**Aim of the task**
This exercise asks for an exact copy of every entry below, with pictures omitted.

**Data under study**
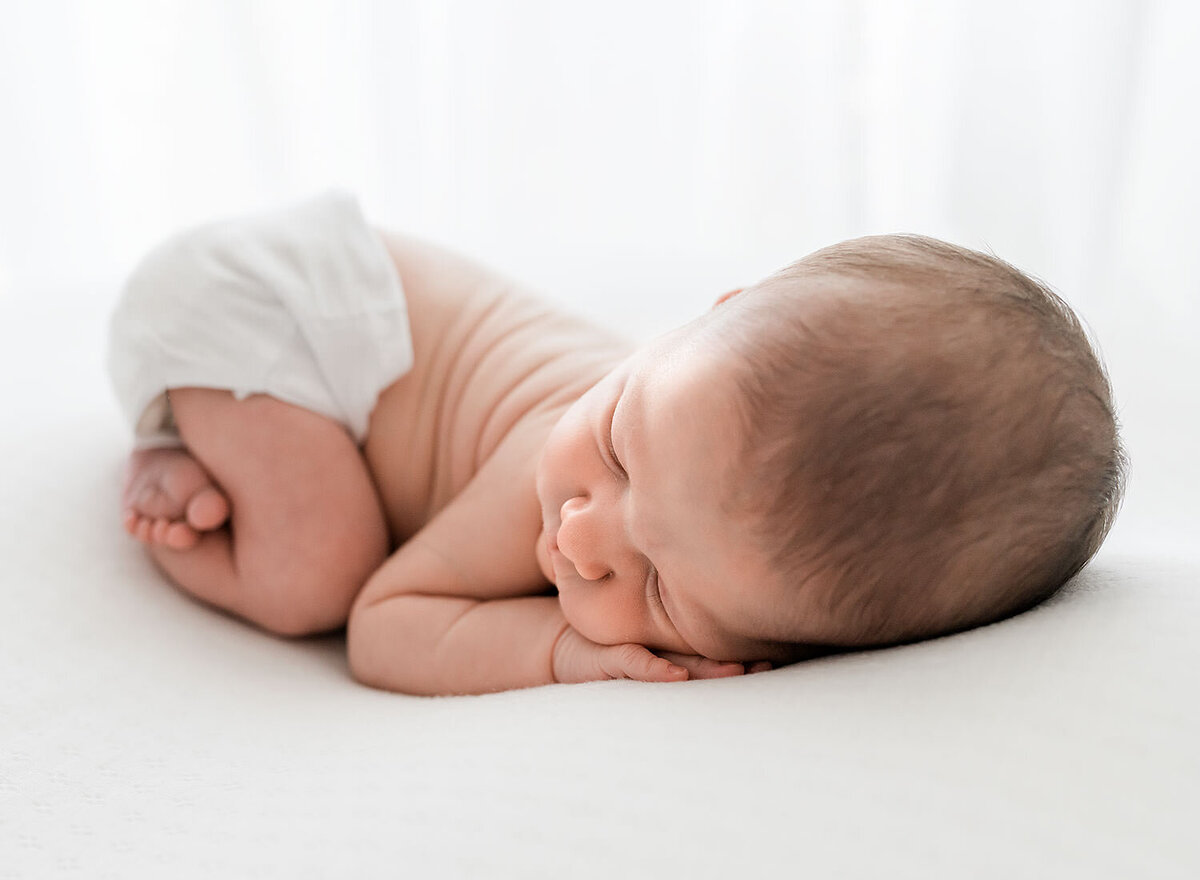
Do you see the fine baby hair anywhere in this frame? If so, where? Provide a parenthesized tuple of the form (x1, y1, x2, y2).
(708, 234, 1127, 648)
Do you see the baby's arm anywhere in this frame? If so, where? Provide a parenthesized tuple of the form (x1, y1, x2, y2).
(347, 422, 691, 695)
(348, 547, 694, 696)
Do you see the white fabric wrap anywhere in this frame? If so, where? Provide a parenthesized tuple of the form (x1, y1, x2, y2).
(107, 191, 413, 446)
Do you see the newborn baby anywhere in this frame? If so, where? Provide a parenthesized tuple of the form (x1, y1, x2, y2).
(109, 193, 1126, 695)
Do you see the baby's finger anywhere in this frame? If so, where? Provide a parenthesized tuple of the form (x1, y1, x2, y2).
(747, 661, 773, 674)
(604, 644, 688, 682)
(658, 652, 746, 680)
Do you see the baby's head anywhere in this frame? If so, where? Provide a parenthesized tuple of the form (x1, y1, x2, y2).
(535, 234, 1126, 663)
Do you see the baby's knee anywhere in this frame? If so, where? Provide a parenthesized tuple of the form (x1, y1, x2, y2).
(246, 567, 370, 638)
(229, 522, 386, 639)
(256, 608, 335, 639)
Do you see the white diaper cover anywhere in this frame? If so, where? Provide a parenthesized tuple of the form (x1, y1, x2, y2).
(107, 191, 414, 448)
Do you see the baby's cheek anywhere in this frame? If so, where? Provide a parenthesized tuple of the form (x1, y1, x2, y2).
(556, 586, 596, 638)
(556, 586, 624, 646)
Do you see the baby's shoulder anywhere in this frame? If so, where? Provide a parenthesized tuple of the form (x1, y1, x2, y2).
(466, 295, 625, 474)
(383, 231, 628, 450)
(368, 232, 629, 517)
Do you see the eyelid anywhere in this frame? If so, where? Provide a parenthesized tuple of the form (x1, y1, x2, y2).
(646, 566, 670, 622)
(605, 402, 627, 477)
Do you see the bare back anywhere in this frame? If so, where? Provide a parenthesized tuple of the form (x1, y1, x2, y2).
(365, 233, 633, 549)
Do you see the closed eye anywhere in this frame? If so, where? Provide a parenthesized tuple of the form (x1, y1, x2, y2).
(605, 404, 627, 477)
(645, 566, 668, 619)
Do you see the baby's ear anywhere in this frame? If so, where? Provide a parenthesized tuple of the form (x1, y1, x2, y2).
(713, 288, 744, 308)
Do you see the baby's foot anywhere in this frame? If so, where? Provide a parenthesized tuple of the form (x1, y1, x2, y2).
(121, 448, 230, 550)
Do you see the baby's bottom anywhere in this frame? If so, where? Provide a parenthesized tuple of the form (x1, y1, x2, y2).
(121, 388, 389, 636)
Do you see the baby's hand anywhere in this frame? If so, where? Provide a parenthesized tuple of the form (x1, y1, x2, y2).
(551, 626, 767, 684)
(656, 651, 772, 679)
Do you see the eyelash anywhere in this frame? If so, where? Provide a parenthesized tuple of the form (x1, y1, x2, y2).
(645, 567, 667, 617)
(605, 408, 626, 477)
(603, 395, 665, 623)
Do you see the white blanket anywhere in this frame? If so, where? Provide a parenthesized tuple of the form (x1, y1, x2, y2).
(2, 292, 1196, 879)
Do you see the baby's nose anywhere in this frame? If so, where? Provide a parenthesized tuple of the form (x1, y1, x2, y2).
(557, 497, 611, 582)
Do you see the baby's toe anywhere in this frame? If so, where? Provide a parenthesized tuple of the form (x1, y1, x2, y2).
(150, 518, 173, 544)
(133, 516, 154, 543)
(163, 521, 200, 550)
(185, 487, 230, 532)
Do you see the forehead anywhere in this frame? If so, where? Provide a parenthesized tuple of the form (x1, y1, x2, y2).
(626, 329, 743, 508)
(636, 336, 741, 456)
(621, 332, 785, 654)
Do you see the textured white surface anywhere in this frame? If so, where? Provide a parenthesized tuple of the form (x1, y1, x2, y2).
(2, 292, 1198, 879)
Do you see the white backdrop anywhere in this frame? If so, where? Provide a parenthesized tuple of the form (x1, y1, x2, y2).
(1, 0, 1197, 555)
(2, 6, 1199, 877)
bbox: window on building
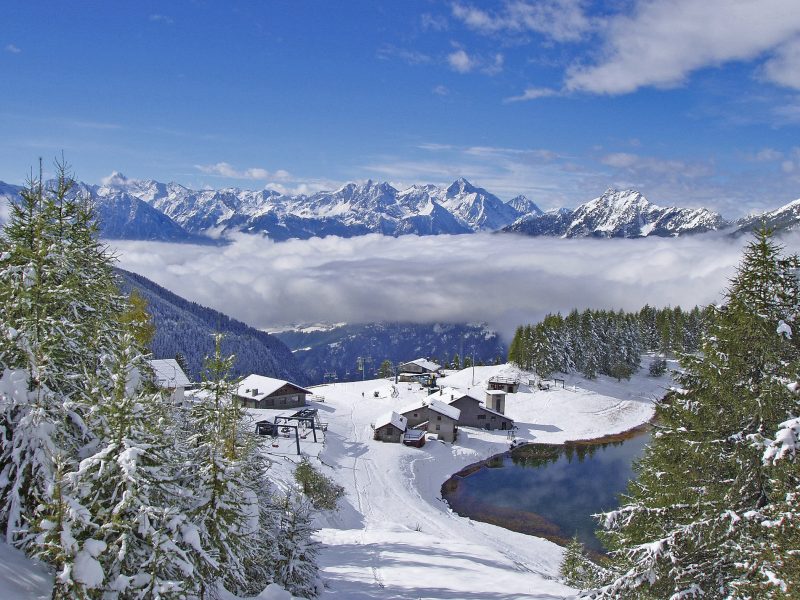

**Expected answer**
Do you see the fine baby hair anywhere in this frame? If so, where? Provide a parenthesized tuple of the form (x1, y1, x2, y2).
(708, 234, 1127, 648)
Do you see the baby's arm anywhere in this frame? If so, where? Provide a parenthesized tuple of the form (x1, y1, x2, y2).
(347, 422, 691, 695)
(348, 547, 694, 696)
Do you see the white fabric wrap anywhere in this frame? If so, where? Provide a parenthesized tuple of the form (x1, y1, x2, y2).
(107, 191, 413, 446)
Do you see the newborn baby anywhere in this frame? If so, where? Provide a parenthesized tuple of the form (x1, y1, x2, y2).
(109, 193, 1126, 695)
Do you see the baby's finger anywhere in this frame? If so, where? Provide a parenthesized tuple of the form (x1, y1, x2, y2).
(747, 661, 773, 674)
(604, 644, 688, 682)
(658, 652, 746, 680)
Do you see the baby's head anywhere in this frame? If so, where? Provide a parenthesized tuple of the form (x1, y1, x2, y2).
(535, 234, 1126, 663)
Do you see the baby's knee anywhere in this frame? If so, where? Provide a parenthesized tuple of the form (x1, y1, x2, y2).
(246, 567, 370, 638)
(229, 522, 386, 639)
(256, 608, 335, 639)
Do you see the white diaper cover anywhere in this frame? If so, where? Provide a parenthesized tuple of the form (x1, y1, x2, y2).
(107, 191, 414, 448)
Do you see the baby's cheek anywhere in this frame? If so, where? Provide a parenthesized tuple of the form (x1, y1, x2, y2).
(556, 586, 596, 638)
(556, 586, 624, 646)
Do you see the baby's shoulder anywhere in this frame? If so, where? Provide a parenthesized tuple of the form (x1, y1, x2, y2).
(466, 295, 625, 474)
(383, 231, 628, 450)
(368, 232, 629, 517)
Do you see the eyelid anywhere in this frame? If so, where? Provide a parenthesized tuple of the form (x1, y1, x2, y2).
(646, 566, 670, 622)
(605, 402, 627, 477)
Do you see the bare back anywhere in this frame? If so, where? Provide a parenthesized tuple of the form (x1, y1, x2, y2).
(365, 233, 633, 549)
Do you see the closed eye anywhere in this frame? If so, where? Provide a parenthesized tuple of the form (x1, y1, x2, y2).
(605, 404, 627, 477)
(645, 566, 668, 619)
Do you see the baby's ear anywhere in this frame? If so, where? Provide a parenthesized tuple of the form (x1, y1, x2, y2).
(713, 288, 744, 308)
Do you see the baby's foot anywhere in this frame? If so, where? Provide a parenthesized tuple of the form (x1, y1, x2, y2).
(121, 448, 230, 550)
Do you see the baby's bottom anywhere in this frame? If so, where? Provide a parenthesized tuple of the form (x1, y1, x2, y2).
(121, 388, 389, 636)
Do you see the baby's hand anywhere in this frame? If so, where? Provide a parenthesized tuple of the form (x1, y1, x2, y2).
(551, 626, 767, 684)
(656, 651, 772, 679)
Do you see the eyelash anywhere in this frame? If so, where? Provide a parenthesized tuple of the form (x1, y1, x2, y2).
(645, 567, 667, 617)
(605, 408, 626, 477)
(603, 395, 665, 623)
Do you see the white blanket anywhere in this frame? If so, where? Provide a parenthesized tuple of the form (x1, y1, x2, y2).
(2, 292, 1196, 879)
Do you see the baby's nose anywhere in this frame? If so, where? Provide a parenthesized tuple of the form (x1, y1, x2, y2).
(557, 497, 611, 582)
Do you see the baby's toe anywhere in this frame? If so, where? Provide a parenthesized tuple of the form (x1, y1, x2, y2).
(150, 518, 173, 544)
(133, 516, 154, 543)
(163, 521, 200, 550)
(185, 487, 230, 532)
Do you see the forehead anywhere in this frame? If so, where? Provide a parenthesized tuple of the form (x1, y1, x2, y2).
(626, 329, 743, 508)
(636, 336, 741, 456)
(621, 332, 785, 654)
Do you see the textured white surface anywhere in this frame? If so, where? Provide a parenthesized tuple of the form (x1, y1, x2, y2).
(2, 292, 1198, 879)
Do you see the white backdrop anywhere in this frame? If so, where? Provide a parenthesized tuple of the form (x1, y1, x2, y2).
(1, 0, 1197, 555)
(2, 6, 1199, 877)
bbox: window on building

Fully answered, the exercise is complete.